• _What to work on_
1 > Using the forum thread on random boolean probability, rewrite everything from "Random gen = new" down to "truePercentage = 50)", swapping "gen" for "rng".
2 > In the forum thread on random boolean probability, what default value does the extension method give to truePercentage?
3 > Continue the forum thread on random boolean probability from the point where it stops.

Generate Random Boolean Probability

Question

I only know how I can generate a random boolean value (true/false). The default probability is 50:50

But how can I generate a true false value with my own probability? L

Answer 1

Well, one way is Random.Next(100) <= 20 ? true : false, using the integer value of NextInt to force your own probability. I can't speak to the true 'randomness' of this method though.

More detailed example:

Random gen = new Random();
int prob = gen.Next(100);
return prob <= 20;

Answer 2

Here is an extension method that will provide a random bool with specified probability (in percentage) of being true;

public static bool NextBool(this Random r, int truePercentage = 50)

• _Dataset_
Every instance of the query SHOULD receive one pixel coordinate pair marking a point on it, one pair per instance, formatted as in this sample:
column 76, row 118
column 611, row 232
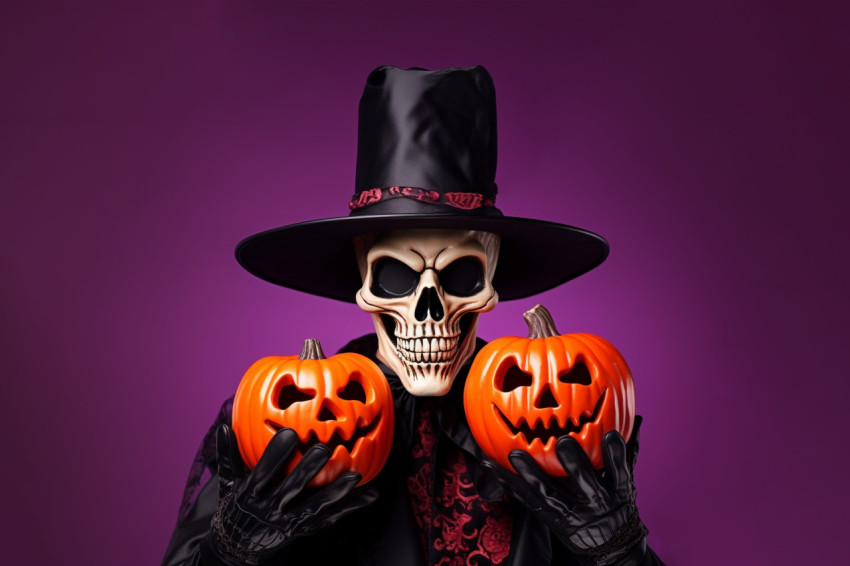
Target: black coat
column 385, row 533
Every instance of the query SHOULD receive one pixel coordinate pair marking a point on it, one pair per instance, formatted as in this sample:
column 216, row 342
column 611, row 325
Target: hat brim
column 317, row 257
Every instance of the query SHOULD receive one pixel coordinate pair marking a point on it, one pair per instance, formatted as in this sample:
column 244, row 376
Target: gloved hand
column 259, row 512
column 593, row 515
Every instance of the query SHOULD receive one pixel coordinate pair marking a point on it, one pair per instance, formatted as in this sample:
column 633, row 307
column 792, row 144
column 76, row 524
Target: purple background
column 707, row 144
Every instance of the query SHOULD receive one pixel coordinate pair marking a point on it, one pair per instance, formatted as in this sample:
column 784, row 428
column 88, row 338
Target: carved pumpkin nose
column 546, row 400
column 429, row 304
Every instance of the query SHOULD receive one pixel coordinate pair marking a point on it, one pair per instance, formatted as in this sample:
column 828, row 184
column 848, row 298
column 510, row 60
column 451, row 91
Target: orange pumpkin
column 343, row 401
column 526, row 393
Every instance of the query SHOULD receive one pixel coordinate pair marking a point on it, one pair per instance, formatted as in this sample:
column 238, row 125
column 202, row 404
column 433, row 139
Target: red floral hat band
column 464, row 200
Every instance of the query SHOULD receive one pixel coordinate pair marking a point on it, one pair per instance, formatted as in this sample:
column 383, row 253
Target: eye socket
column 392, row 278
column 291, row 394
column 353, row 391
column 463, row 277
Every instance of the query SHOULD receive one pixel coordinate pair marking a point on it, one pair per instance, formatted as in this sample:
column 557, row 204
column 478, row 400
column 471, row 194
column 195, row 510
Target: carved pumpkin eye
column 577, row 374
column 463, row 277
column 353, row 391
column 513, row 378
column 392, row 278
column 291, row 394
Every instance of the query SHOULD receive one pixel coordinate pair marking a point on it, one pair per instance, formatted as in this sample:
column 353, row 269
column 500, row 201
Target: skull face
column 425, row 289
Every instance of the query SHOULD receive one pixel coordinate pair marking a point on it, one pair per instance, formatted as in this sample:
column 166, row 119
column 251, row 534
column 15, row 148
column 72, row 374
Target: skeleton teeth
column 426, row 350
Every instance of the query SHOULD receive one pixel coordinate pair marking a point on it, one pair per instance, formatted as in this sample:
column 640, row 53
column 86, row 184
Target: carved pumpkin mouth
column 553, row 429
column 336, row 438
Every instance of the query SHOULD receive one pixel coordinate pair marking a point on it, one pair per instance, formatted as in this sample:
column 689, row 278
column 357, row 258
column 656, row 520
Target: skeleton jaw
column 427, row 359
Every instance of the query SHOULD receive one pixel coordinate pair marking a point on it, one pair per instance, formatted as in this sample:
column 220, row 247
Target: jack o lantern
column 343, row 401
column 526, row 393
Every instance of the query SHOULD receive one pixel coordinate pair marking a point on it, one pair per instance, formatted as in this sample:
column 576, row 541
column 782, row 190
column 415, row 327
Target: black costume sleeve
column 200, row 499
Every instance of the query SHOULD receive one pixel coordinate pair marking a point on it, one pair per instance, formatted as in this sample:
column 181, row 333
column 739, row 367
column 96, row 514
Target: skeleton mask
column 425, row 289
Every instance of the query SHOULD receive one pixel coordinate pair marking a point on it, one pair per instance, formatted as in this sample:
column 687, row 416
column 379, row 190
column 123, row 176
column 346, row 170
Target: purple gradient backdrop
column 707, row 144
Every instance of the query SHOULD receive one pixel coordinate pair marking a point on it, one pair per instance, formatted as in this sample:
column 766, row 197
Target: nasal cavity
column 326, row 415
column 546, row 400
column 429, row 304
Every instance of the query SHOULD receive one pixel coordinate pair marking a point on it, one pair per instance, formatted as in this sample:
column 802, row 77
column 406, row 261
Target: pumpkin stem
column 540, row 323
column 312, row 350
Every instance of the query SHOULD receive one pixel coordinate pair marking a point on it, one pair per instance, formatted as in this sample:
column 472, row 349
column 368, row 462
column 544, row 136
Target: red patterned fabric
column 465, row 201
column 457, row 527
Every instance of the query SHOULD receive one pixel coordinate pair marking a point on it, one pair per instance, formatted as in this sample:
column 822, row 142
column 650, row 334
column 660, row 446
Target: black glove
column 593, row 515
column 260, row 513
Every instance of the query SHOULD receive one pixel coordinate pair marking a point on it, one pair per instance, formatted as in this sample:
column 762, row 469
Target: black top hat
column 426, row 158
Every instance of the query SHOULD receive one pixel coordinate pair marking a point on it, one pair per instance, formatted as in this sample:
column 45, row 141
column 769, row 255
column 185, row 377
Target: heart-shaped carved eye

• _Exercise responses_
1 >
Random rng = new Random();
int prob = rng.Next(100);
return prob <= 20;

Answer 2

Here is an extension method that will provide a random bool with specified probability (in percentage) of being true;

public static bool NextBool(this Random r, int truePercentage = 50)

2 > 50

3 >
{
    return r.NextDouble() < truePercentage / 100.0;
}

you can use this like

Random r = new Random();
r.NextBool(); // returns true or false with equal probability
r.NextBool(20); // 20% chance to be true;
r.NextBool(100); // always return true
r.NextBool(0); // always return false

Answer 3

Random gen = new Random();
var boolVal = gen.Next(0, 1)==1? true : false;

Answer 4

You generate a random number up to 100 exclusive and see if it's less than a given percent. Example:

if(random.Next(100) < 40) {
  // will be true 40% of the time
}

More generally, for a probability of X/Y, use an idiom like:

if(random.Next(Y) < X)

Answer 5

Assuming your probability is represented as double between 0.0 and 1.0, I would implement it more simply like this:

Random rand = new Random();
...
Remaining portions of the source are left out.